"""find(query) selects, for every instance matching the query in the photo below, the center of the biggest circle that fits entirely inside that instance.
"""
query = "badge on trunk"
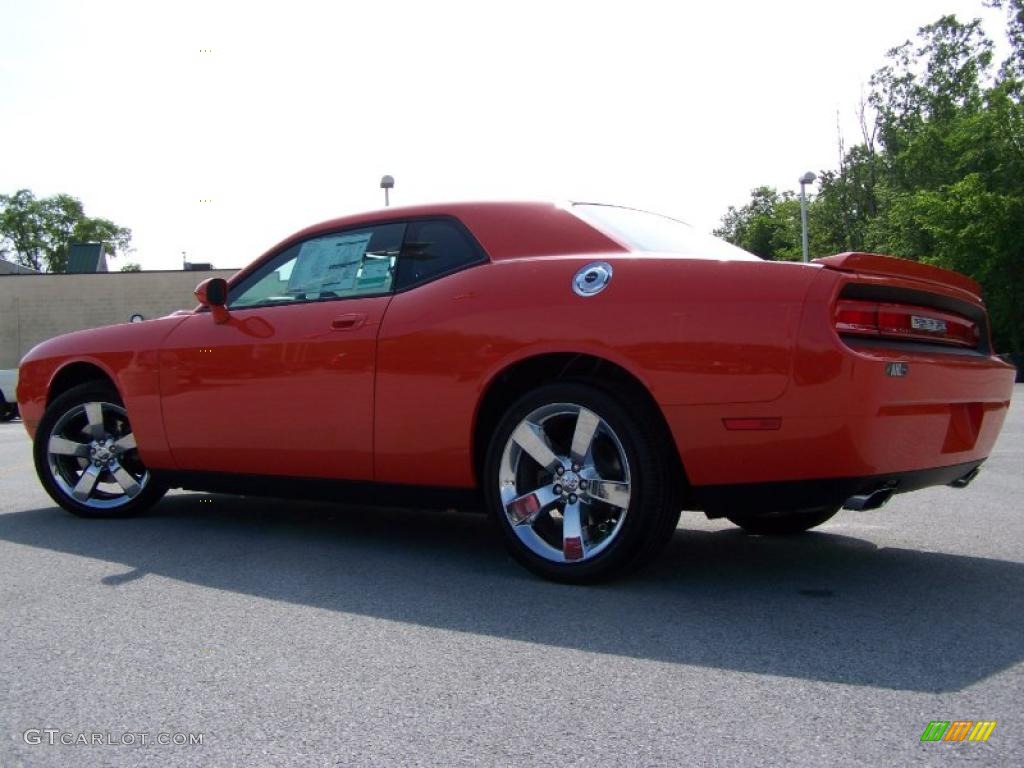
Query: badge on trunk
(897, 369)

-- Exercise prompt --
Can you scale down these records by writing every line of them out again, requests included, with each point coordinate in the answers multiplied by 0.25 and rounded to a whole number, halves going up? Omit the pictures from your answer.

-- Solution below --
"""find(query) selects, for every instance matching the query in the photo below, the center of the biggest circle that fits entirely inside that instance.
"""
query = "badge on trunk"
Query: badge on trunk
(224, 92)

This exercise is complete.